Display each line of the data below that contains the word "foliage", copying every such line in full. Treat the match as case-sensitive.

▶ **Given data**:

____________________

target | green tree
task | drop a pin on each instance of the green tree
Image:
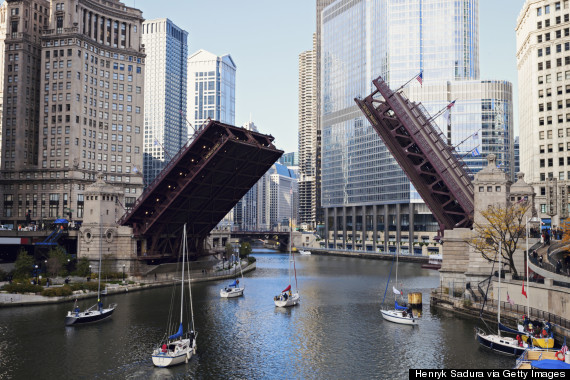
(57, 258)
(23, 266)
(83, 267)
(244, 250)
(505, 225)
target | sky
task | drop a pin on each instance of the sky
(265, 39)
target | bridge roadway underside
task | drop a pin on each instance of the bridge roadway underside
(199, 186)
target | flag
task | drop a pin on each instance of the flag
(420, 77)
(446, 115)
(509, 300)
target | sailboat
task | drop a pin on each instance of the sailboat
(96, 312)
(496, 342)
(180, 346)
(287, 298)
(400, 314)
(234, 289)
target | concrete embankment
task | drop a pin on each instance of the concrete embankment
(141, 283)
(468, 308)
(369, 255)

____________________

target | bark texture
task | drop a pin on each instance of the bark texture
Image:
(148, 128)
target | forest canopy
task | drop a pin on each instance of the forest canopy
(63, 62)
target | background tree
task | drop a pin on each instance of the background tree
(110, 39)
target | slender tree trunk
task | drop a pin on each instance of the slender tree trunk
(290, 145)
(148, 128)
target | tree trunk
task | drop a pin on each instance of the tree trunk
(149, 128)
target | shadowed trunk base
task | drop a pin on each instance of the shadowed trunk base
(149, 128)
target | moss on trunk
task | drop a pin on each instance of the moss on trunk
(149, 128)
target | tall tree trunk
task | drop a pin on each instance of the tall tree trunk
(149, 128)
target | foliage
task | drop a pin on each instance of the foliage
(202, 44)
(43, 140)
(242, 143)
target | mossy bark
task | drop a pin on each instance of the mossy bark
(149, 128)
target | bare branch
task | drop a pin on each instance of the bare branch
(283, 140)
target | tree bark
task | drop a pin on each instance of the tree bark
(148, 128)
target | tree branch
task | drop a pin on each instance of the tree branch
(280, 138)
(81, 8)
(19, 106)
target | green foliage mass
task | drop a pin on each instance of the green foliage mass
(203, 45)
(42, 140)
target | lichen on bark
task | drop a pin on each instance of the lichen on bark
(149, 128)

____________________

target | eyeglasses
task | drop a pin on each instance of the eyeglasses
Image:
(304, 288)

____________________

▶ **Answer**:
target | foliage
task | drop a pin on each instance of the foliage
target | green foliage mass
task | drop a pin on each instance of the green foliage mass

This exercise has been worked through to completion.